=== Supplied material ===
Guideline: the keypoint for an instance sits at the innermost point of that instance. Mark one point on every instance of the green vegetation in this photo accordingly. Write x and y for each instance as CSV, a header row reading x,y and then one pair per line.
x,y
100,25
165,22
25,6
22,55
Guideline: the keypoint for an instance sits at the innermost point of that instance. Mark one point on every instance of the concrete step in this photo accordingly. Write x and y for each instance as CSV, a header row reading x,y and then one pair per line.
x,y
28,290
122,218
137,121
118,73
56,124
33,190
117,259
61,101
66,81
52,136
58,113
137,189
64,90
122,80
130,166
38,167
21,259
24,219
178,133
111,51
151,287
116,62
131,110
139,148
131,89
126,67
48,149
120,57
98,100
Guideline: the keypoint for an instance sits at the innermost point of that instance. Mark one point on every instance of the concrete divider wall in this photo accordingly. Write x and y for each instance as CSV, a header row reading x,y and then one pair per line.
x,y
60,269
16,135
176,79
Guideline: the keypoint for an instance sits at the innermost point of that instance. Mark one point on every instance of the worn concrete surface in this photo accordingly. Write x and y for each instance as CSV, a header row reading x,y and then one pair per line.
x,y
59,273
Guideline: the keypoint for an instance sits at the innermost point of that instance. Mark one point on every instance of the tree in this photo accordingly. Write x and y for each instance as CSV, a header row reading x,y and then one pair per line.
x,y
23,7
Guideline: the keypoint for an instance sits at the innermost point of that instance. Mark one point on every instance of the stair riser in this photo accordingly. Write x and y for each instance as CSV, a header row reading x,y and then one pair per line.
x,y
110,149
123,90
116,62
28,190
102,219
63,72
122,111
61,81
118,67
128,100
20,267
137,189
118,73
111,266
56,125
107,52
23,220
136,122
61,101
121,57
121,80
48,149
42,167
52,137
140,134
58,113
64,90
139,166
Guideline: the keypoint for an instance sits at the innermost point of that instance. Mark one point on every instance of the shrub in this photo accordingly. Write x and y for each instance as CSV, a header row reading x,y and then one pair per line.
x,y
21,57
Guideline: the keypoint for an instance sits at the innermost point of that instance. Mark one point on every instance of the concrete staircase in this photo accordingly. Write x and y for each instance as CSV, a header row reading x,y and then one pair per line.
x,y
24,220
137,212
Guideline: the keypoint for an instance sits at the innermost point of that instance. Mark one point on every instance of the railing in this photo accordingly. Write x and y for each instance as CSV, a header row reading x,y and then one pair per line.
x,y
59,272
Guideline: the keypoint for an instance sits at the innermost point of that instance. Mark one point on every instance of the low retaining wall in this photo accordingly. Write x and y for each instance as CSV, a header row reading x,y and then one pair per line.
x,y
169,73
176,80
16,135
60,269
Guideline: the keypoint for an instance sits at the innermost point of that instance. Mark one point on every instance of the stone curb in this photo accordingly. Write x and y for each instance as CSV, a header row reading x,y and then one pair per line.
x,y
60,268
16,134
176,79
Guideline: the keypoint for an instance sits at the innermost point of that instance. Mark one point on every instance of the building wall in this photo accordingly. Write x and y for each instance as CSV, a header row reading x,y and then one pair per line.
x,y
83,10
===
• [Your task] Produce an exact transcription of the lines from the one containing "of the building" through the end of the records, both included, and no other lines.

• [Answer to this exercise]
Guideline: the keypoint for an instance sits at the innermost point of that instance. Mark one point on every instance of the building wall in this photo accordingly. Write x and y for each instance as CSV, a header row reading x,y and then one pair per line.
x,y
83,10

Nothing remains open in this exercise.